**PASSAGE PROVIDED:**
_ _ _ _

The EU AI Act entered into force in August 2024. For HealthTech startups building AI for clinical use, it is not an abstract regulatory development — it is a concrete set of obligations that will determine whether your product can reach the European market.
What Changed with the EU AI Act
The EU AI Act is the world's first comprehensive legal framework specifically governing artificial intelligence. Unlike GDPR, which focused on data, the AI Act focuses on the systems themselves — their design, validation, deployment, and monitoring. It introduces a risk-based tier system and applies some of its most demanding requirements to AI used in healthcare.
The Act became enforceable in stages: provisions relating to prohibited AI systems from February 2025, high-risk AI obligations from August 2026. For startups building now, the clock is already running — CE mark equivalents for AI take time, and investors and hospital procurement officers are already asking about AI Act readiness.

_ _ _ _

**EXERCISE TASKS:**
• A. In the passage on the EU AI Act, from when do the obligations for high-risk AI apply?
• B. In the passage on the EU AI Act, write out the text from "The Act became" up to and including "AI Act readiness.".
• C. Do these statements agree with the passage on the EU AI Act? For each, answer yes or no and quote the deciding words.
(i) The EU AI Act entered into force in August 2024.
(ii) Like GDPR, the AI Act focuses mainly on data.
(iii) Provisions relating to prohibited AI systems became enforceable from February 2025.

_ _ _ _

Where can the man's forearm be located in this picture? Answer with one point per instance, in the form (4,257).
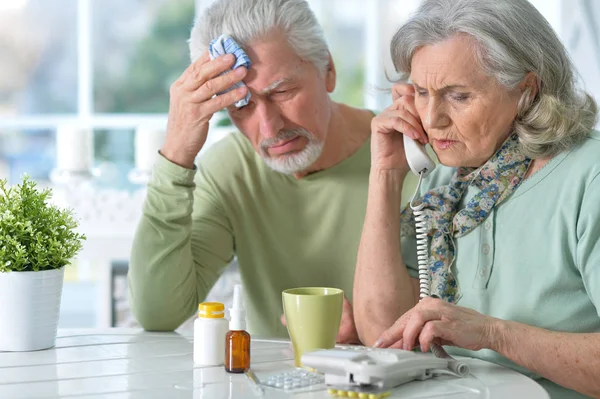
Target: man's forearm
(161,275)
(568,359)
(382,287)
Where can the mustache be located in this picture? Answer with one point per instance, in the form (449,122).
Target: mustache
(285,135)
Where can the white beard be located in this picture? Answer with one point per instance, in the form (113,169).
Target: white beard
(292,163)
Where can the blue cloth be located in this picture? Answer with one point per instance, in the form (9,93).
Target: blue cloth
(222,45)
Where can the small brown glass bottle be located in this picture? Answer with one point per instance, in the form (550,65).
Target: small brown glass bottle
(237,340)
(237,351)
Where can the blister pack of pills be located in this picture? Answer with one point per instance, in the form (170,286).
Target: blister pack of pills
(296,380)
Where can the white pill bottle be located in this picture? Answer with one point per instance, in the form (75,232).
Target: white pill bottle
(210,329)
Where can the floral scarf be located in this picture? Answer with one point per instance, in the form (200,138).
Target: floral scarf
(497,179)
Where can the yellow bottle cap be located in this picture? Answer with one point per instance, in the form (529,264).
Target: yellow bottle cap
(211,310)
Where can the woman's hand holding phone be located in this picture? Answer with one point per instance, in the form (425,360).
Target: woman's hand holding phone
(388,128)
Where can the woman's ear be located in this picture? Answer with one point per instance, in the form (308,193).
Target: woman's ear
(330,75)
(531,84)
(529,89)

_ _ _ _

**ANSWERS FOR THE TASKS:**
• A. From August 2026.

• B.
The Act became enforceable in stages: provisions relating to prohibited AI systems from February 2025, high-risk AI obligations from August 2026. For startups building now, the clock is already running — CE mark equivalents for AI take time, and investors and hospital procurement officers are already asking about AI Act readiness.

• C.
(i) Yes: "The EU AI Act entered into force in August 2024."
(ii) No: "Unlike GDPR, which focused on data, the AI Act focuses on the systems themselves"
(iii) Yes: "provisions relating to prohibited AI systems from February 2025"